PyCCs – das CCS-Verfahren mit dem ökologischen Mehrwert – AkE-Online

Datum: 21.03.2023
Zeit: 17:30 - 20:00


Experten UE: 3-3-3
Moderation: Dr. Robert Wagner
Referentin*en: M.Sc. Constanze Werner, Potsdam-Institut für Klimafolgenforschung;
Florin Milla, Novocarbo GmbH


Veranstalter: Aktionskreis Energie e.V., Volkshochschule Steglitz-Zehlendorf
Förderung: Umwelt- und Naturschutzamt Steglitz-Zehlendorf

Bildungsvortrag

PyCCs – das CCS-Verfahren mit dem ökologischen Mehrwert – AkE-Online

Die ambitionierten Klimaschutzziele bei der Minderung der CO2-Emissionen sind nicht zu halten. Viele Forscher:innen sind sich einig: Wenn wir das angestrebte 1,5-Grad-Ziel noch erreichen wollen, müssen wir nicht nur die CO2-Ausstöße drastisch senken, sondern auch CO2 der Atmosphäre wieder entziehen. Seit Jahren gibt es daher schon Forschungen zu CO2-Abscheidung und -Speicherung (Fachbegriffe: CO2-Sequestrierung und CCS (englisch carbon dioxide capture and storage)) und Untersuchungen zu geeigneten Lagerstätten.

————

Ihre Aufgabe
Entscheiden Sie, ob die Aussagen (a), (b) und (c) mit der Seite zum Vortrag über PyCCs übereinstimmen. Antworten Sie jeweils mit Ja oder Nein und zitieren Sie die ausschlaggebenden Worte der Seite wörtlich.
(a) Die Veranstaltung findet am 21.03.2023 statt.
(b) Florin Milla moderiert die Veranstaltung.
(c) Gefördert wird die Veranstaltung vom Umwelt- und Naturschutzamt Steglitz-Zehlendorf.

Datenauszug

————

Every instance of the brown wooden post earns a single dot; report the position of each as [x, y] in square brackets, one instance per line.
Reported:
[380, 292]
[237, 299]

————

Lösung
(a) Ja: „Datum: 21.03.2023“
(b) Nein: „Moderation: Dr. Robert Wagner“
(c) Ja: „Förderung: Umwelt- und Naturschutzamt Steglitz-Zehlendorf“